*Problem details*
Produce an exact copy of the lines from the line that contains "Target: wooden stool" to the end of the listing below.

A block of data
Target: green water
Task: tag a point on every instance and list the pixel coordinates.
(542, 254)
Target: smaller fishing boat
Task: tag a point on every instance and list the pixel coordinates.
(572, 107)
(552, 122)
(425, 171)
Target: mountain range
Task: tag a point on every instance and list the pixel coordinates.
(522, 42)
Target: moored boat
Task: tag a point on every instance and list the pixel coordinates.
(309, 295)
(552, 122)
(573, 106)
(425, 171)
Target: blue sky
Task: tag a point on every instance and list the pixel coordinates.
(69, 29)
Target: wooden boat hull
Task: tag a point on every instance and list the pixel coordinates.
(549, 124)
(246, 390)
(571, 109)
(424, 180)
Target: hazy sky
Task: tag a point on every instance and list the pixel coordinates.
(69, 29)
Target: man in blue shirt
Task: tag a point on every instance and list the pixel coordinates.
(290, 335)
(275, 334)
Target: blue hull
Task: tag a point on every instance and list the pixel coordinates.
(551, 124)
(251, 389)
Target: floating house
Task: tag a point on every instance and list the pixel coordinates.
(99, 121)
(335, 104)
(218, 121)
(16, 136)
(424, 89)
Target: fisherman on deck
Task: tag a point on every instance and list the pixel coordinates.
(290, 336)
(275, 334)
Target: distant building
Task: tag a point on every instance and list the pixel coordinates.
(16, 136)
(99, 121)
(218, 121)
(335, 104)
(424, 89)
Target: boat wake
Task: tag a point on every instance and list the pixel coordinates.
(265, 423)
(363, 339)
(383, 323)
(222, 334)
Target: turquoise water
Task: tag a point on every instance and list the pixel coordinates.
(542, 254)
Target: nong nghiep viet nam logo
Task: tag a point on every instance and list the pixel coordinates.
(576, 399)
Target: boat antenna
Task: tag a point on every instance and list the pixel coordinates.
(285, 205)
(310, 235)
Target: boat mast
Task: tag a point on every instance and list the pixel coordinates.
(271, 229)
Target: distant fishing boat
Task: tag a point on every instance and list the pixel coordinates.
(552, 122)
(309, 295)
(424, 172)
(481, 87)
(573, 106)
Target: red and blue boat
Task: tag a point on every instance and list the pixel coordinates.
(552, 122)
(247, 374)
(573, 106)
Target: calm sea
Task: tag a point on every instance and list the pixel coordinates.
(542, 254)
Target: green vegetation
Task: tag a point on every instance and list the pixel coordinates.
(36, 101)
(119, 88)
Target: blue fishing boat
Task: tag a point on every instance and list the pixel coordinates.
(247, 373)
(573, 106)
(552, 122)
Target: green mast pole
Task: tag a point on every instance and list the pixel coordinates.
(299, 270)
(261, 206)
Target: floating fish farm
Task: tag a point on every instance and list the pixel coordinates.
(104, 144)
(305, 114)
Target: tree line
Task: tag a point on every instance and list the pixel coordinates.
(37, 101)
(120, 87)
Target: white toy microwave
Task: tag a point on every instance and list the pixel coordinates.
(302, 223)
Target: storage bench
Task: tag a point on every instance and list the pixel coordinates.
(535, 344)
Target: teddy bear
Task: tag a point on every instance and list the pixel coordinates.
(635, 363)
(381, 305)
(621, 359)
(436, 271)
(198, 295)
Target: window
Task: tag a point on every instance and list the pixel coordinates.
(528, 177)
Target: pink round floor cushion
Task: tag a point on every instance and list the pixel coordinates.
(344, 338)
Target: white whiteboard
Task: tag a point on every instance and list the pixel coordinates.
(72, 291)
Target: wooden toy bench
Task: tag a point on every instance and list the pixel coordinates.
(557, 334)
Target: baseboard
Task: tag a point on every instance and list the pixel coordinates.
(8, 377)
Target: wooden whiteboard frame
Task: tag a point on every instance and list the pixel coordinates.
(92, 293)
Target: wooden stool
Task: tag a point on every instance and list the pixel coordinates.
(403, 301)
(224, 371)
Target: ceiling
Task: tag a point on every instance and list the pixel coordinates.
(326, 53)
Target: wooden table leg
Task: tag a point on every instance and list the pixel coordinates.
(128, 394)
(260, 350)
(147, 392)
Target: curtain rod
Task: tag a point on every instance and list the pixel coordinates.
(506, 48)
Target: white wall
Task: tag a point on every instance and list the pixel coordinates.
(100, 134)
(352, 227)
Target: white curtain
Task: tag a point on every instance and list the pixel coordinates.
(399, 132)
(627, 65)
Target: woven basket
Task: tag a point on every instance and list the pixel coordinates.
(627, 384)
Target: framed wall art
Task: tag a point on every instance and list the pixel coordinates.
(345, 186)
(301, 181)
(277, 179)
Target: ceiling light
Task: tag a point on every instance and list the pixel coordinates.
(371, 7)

*Result for this exercise*
Target: wooden stool
Task: tag a point on every instance and list the pixel coordinates.
(403, 301)
(224, 371)
Target: ceiling
Task: tag a point on every instance and list the pixel coordinates.
(326, 53)
Target: wooden table leg
Task: tag a point on every instance and list the pixel coordinates.
(128, 394)
(260, 350)
(147, 392)
Target: curtain rod
Task: tag a point on every instance and list the pixel coordinates.
(506, 48)
Target: white wall
Task: tag a point on every instance and list the pixel coordinates.
(100, 134)
(352, 227)
Target: white curtain
Task: tag a point on every instance and list the pixel coordinates.
(399, 132)
(627, 65)
Target: woven basket
Task: tag a point on every instance and list the pixel coordinates.
(627, 384)
Target: framed wall art
Task: tag a point on every instance and list the pixel coordinates.
(345, 186)
(301, 181)
(277, 179)
Target: ceiling light
Task: tag a point on every instance and list the pixel coordinates.
(371, 7)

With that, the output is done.